ACTIVITY: Wherever the listing has a line with the string "floor", copy that line out.

DATA FOR THE TASK:

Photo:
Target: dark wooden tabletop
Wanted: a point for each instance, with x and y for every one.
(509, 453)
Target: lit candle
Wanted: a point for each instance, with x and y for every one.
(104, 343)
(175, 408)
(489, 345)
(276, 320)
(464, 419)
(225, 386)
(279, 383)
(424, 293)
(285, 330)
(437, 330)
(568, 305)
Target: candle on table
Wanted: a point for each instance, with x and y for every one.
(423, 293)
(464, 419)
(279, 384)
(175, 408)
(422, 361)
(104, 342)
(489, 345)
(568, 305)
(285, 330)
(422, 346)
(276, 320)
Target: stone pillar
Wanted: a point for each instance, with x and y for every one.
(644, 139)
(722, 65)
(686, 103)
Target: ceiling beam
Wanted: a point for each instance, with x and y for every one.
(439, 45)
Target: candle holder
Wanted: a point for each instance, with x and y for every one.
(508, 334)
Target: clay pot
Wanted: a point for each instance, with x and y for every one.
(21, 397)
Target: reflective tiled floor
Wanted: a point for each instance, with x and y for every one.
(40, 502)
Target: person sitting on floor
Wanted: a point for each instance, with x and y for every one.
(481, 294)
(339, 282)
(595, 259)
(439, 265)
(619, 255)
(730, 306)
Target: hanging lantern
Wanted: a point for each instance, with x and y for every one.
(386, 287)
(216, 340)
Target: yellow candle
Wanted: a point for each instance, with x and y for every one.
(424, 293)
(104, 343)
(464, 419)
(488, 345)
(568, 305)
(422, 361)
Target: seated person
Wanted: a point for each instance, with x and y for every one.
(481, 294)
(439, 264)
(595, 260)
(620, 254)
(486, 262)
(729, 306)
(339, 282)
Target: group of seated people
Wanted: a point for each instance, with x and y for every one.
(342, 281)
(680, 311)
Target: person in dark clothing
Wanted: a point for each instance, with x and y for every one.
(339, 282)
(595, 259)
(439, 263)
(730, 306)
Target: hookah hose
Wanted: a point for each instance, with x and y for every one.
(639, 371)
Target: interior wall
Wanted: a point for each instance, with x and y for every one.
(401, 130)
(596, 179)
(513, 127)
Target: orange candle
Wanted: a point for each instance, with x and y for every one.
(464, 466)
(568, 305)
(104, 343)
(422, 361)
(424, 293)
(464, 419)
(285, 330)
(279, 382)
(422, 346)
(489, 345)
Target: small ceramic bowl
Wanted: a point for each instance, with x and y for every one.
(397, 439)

SOLUTION FOR THIS PROBLEM:
Target: reflective tiled floor
Target: person sitting on floor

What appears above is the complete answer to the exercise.